■ **Polecenia**
- 1) Proszę przepisać z fragmentu o świątyni część zaczynającą się od słów "Ta chwalebna świątynia" i biegnącą dalej aż do słów "obejmie świat ludzkości.".
- 2) Kogo według fragmentu o świątyni wyobrażał najwyższy kapłan w szatach czci i chwały?
- 3) Proszę wymienić wszystkie czynności, którym według fragmentu o świątyni są obecnie poddawani poświęceni jako żywe kamienie.

■ **Wybrany fragment**
-------
Lecz ten sam apostoł pokazuje, że ta świątynia nie jest jeszcze dokończona, mówiąc: „Zbudowani na fundamencie apostołów i proroków, którego jest gruntownym węgielnym kamieniem sam Jezus Chrystus” – Efezj. 2:20. Ap. Piotr wyjaśnia, że poświęceni jako żywe kamienie do duchowej chwalebnej świątyni poza zasłoną, są obecnie kształtowani, rzeźbieni, ogładzani i dopasowywani do swych miejsc.

POZAFIGURALNA ŚWIĄTYNIA

Ta chwalebna świątynia – Chrystus, przez moc pierwszego zmartwychwstania stanie się uczestnikiem chwały, czci i nieśmiertelności, boskiej natury, a podczas Tysiąclecia Ojciec Niebieski będzie udzielał swych błogosławieństw dla świata ludzkości dla podźwignięcia go z grzechu i śmierci. Tak więc jak najwyższy kapłan w szatach czci i chwały wyobrażał Chrystusa, Mesjasza, Jezusa jako Głowę, a Kościół jako Jego Ciało, tak świątynia, w której sprawował służbę, w podobny sposób symbolizowała samego Zbawiciela i sam Kościół. Jedna ilustracja ukazuje pokrewieństwo, czyli łączność pomiędzy Bogiem a ludźmi, druga przedstawia inny zarys tej samej usługi pojednania, jakie ostatecznie obejmie świat ludzkości.
-------
■ **Przekazane materiały**

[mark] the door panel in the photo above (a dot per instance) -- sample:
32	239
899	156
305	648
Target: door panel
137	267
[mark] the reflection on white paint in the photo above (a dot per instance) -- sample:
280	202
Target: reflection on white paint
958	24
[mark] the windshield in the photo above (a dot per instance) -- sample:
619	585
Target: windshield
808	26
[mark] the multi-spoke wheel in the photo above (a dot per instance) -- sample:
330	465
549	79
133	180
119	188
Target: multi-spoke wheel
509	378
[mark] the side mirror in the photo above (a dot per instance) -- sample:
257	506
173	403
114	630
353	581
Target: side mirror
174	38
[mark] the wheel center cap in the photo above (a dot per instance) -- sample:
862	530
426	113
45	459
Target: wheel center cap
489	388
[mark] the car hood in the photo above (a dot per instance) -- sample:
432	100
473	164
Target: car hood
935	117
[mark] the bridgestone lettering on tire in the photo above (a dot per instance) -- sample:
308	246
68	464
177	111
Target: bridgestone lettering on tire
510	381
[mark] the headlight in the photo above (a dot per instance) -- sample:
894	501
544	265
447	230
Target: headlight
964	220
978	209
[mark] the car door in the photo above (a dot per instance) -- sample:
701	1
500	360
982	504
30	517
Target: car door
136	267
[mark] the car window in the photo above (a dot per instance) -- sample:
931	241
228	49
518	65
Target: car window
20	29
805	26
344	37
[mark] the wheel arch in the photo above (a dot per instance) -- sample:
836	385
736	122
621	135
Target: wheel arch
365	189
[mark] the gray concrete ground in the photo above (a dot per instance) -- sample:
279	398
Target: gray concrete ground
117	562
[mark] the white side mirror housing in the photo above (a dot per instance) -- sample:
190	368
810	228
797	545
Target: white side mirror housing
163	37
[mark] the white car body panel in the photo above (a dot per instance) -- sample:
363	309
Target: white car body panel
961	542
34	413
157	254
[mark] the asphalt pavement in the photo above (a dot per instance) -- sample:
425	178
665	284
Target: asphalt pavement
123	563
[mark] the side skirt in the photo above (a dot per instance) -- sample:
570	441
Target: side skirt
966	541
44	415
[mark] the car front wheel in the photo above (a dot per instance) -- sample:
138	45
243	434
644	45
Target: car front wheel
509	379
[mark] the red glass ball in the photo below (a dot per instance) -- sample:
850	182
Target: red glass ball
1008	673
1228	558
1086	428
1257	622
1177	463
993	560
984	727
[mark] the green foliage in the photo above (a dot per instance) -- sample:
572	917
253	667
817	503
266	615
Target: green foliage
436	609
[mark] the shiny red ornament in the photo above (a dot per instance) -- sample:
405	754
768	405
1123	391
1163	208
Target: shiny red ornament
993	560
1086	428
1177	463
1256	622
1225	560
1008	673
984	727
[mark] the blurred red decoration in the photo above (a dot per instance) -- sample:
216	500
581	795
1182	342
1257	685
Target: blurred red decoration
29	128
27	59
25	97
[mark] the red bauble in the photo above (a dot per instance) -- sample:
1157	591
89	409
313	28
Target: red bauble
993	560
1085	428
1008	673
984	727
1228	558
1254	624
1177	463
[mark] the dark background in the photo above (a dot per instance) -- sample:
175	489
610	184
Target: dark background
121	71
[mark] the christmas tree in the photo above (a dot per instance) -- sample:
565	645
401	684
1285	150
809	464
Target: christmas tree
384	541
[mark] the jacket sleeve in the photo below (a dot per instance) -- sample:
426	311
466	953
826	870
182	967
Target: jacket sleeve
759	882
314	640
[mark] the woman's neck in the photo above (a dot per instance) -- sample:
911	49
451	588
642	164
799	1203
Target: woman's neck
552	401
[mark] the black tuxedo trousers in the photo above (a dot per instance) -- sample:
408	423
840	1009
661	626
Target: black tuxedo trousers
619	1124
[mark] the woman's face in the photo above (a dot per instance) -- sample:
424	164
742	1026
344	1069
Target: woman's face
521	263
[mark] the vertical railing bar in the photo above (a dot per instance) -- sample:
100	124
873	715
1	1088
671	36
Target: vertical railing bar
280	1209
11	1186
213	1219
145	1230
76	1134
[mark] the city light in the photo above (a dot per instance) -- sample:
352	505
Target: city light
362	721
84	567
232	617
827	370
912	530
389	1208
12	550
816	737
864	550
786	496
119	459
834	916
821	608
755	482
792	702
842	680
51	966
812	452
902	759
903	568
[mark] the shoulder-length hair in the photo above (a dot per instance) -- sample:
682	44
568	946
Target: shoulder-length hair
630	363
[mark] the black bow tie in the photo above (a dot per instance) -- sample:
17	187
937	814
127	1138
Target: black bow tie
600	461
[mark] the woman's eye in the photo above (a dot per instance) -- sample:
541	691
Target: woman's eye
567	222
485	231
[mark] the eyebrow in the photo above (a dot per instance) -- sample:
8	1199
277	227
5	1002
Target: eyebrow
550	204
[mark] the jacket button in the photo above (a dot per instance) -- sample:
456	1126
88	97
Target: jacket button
-------
■ **Rozwiązania poniżej**
- 1)
Ta chwalebna świątynia – Chrystus, przez moc pierwszego zmartwychwstania stanie się uczestnikiem chwały, czci i nieśmiertelności, boskiej natury, a podczas Tysiąclecia Ojciec Niebieski będzie udzielał swych błogosławieństw dla świata ludzkości dla podźwignięcia go z grzechu i śmierci. Tak więc jak najwyższy kapłan w szatach czci i chwały wyobrażał Chrystusa, Mesjasza, Jezusa jako Głowę, a Kościół jako Jego Ciało, tak świątynia, w której sprawował służbę, w podobny sposób symbolizowała samego Zbawiciela i sam Kościół. Jedna ilustracja ukazuje pokrewieństwo, czyli łączność pomiędzy Bogiem a ludźmi, druga przedstawia inny zarys tej samej usługi pojednania, jakie ostatecznie obejmie świat ludzkości.

- 2) Chrystusa, Mesjasza, Jezusa jako Głowę, a Kościół jako Jego Ciało.

- 3) Są kształtowani, rzeźbieni, ogładzani i dopasowywani do swych miejsc.